* **Required task a**
Summarize the crossword blog post below in two sentences.

Times 28096 – Great 11

Time taken: 10:12. Not sure if this is as difficult as I made it, but I’m not at my best having just been in the car for four hours.

Some tricky wordplay here, and I suspect there may be some biffing as a lot of the answers came to me quickly but I didn’t put them in straight away to ponder over the wordplay.

Postscript: it seemed this was a puzzle some found difficult, some found easier. The SNITCH makes for interesting readoing today, while the average is just a little over 100, the standard distribution on times is whopping. I’ll admit I had to look up the AM part of AMORALLY in order to write the blog, but the definition was clear as well as ORAL figuring in there somehow.

Away we go…

Across
1 Test clothing case right for several players (10)
ORCHESTRAL – ORAL(test) containing CHEST(case) and R(right)
6 Taps with hard metal back one found in kitchen (4)
CHEF – the taps are C and H, then FE(iron, hard metal) reversed
9 Imaginary number probed by new technology (7)
FICTIVE – the number FIVE containing ICT(Information and communication technology)
10 Out of doors, old songwriter may do so (4-3)
OPEN-AIR – O(old) and then the songwriter may PEN AIR
12 Hit with vigour, at first, producing a shiner (6,4)
SPIRIT LAMP – LAM(hit) next to SPIRIT(vigour) and the first leter of Producing
13 Female ravers might well! (3)
DOE – ravers might DO E
15 Sick note doctor put in resting place (6)
ENTOMB – anagram of NOTE, then MB(doctor)
16 Jazz circle met up, wanting Miles in Kind of Blue (8)
ELECTRIC – anagram of CIRCLE,MET missing M(miles)
18 Cups boy gold plates somewhere in Canada (8)
LABRADOR – BRA(cups) inside LAD(boy) and OR(gold)
20 What barker calls smoke (4,2)
ROLL UP – double definition
23 Beers emptied along with a six-pack? (3)
ABS – the outside letters of BeerS with A
24 Lukewarm self-assessment? If so, there’s no getting over it (10)
IMPASSABLE – the self-assessment is I’M PASSABLE
26 Drugs in small on-line trysts? (7)
SEDATES – S(small), then on-line trysts would be E-DATES
27 Wreck or use loo, pushing the one in front back a bit (7)
RUINATE – URINATE(use loo) with the U moved to the right
28 Manoeuvre soldiers around America (4)
RUSE – RE(soldiers) surrounding US(America)
29 Current wage packages issued again before 1st of December (7-3)
PRESENT-DAY – PAY(wage) containing RE-SENT(issued again), and the first letter of December
Down
1 17 men and two females (4)
ORFF – OR(men) and two F’s (females). Rare smartypants moment, I saw the wordplay and put this in before solving 17
2 Prepare to fire stone in battleground (7)
COCKPIT – COCK(prepare to fire), PIT(stone)
3 Saw producer of Marmite tip gas freely (13)
EPIGRAMMATIST – anagram of MARMITE,TIP,GAS
4 Go without lunch, say, in agreement (6)
TREATY – TRY(go) surrounding EAT(lunch as a verb)
5 Welsh politician in speech ignoring right and wrong (8)
AMORALLY – AM(Assembly Member, Welsh politician), ORALLY(in speech)
7 More challenging to catch ball for keeper (7)

* **Required task b**
From the records, retype the part that opens with the line containing "target: triangular steep hill sign" and closes with the line containing "M 146 40 L 114", keeping both of those lines.

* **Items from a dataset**
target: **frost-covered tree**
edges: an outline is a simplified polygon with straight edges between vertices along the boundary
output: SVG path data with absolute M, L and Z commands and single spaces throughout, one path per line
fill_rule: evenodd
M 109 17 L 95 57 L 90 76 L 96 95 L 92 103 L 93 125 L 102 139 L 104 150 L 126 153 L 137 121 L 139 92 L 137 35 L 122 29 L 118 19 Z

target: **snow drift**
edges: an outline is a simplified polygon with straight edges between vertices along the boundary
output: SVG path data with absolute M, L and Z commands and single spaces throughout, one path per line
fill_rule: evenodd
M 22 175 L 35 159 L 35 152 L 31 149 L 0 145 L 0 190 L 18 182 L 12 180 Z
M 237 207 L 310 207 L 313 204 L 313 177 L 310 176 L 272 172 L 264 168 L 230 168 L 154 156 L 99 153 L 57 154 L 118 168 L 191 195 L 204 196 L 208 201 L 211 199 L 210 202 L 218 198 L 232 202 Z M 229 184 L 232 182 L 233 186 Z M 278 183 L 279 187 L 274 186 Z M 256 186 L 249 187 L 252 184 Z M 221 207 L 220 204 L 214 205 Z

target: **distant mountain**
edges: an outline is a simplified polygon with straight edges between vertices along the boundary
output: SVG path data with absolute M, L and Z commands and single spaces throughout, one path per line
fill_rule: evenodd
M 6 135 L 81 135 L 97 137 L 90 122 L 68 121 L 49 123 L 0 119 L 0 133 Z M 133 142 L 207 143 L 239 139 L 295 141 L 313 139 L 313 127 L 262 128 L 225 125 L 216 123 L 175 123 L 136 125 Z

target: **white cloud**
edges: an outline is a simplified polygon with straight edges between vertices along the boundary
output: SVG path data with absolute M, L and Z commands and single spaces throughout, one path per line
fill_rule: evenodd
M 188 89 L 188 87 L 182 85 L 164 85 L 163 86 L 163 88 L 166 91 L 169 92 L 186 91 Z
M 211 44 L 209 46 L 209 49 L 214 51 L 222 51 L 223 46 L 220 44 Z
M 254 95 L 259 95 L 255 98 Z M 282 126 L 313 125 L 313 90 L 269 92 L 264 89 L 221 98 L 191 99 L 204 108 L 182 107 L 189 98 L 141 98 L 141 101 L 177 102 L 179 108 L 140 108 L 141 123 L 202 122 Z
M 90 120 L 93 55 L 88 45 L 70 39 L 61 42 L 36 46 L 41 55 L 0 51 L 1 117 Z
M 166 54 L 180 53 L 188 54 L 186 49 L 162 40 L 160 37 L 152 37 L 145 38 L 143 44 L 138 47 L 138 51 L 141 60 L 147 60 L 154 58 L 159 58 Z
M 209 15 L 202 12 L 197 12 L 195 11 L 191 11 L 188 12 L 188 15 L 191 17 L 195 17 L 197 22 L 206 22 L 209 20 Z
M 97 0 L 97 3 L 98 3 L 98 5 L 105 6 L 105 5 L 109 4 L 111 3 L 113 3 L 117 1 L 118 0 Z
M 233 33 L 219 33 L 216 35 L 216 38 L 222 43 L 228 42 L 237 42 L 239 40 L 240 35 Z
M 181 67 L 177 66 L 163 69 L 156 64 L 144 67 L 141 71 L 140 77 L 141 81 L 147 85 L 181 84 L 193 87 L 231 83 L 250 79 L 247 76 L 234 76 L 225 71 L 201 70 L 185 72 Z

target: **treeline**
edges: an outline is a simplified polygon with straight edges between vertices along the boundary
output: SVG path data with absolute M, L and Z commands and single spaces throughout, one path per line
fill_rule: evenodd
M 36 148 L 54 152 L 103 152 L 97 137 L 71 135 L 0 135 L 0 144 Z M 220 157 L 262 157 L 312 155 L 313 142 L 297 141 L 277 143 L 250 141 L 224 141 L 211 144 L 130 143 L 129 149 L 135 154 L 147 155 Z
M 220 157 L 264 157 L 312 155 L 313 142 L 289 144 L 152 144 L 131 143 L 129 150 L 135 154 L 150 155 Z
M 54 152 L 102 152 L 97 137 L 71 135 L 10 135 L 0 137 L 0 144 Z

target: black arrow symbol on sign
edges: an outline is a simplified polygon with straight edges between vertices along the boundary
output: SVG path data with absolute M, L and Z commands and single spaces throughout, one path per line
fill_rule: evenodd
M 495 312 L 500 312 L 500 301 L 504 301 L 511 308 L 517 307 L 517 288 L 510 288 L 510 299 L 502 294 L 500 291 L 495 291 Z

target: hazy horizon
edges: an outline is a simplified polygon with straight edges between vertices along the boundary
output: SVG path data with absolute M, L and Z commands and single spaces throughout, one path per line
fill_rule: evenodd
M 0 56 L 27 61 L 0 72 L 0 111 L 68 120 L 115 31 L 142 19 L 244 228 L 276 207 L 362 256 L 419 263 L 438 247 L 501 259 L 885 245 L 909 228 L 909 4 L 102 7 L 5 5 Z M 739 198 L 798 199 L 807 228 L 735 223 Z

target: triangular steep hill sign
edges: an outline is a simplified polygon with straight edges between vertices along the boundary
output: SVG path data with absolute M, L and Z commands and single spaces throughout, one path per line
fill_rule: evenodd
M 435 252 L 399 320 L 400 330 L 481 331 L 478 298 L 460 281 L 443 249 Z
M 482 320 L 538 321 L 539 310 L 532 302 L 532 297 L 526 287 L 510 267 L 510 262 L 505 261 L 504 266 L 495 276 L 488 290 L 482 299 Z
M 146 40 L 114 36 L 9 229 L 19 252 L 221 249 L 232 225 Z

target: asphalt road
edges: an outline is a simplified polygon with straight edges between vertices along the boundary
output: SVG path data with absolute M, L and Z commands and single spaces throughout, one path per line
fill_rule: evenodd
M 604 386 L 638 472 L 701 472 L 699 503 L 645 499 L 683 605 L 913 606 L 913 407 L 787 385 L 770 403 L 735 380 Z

* **Correct response a**
The blogger solved Times puzzle 28096 in 10:12 and found some of the wordplay tricky. A postscript adds that solvers' times varied widely and that the AM in AMORALLY had to be looked up, and the post then explains the answer and wordplay for each across and down clue.

* **Correct response b**
target: triangular steep hill sign
edges: an outline is a simplified polygon with straight edges between vertices along the boundary
output: SVG path data with absolute M, L and Z commands and single spaces throughout, one path per line
fill_rule: evenodd
M 435 252 L 399 320 L 400 330 L 481 331 L 478 298 L 460 281 L 443 249 Z
M 482 320 L 538 321 L 539 310 L 532 302 L 532 297 L 526 287 L 510 267 L 510 262 L 505 261 L 504 266 L 495 276 L 488 290 L 482 299 Z
M 146 40 L 114 36 L 9 229 L 19 252 L 221 249 L 232 225 Z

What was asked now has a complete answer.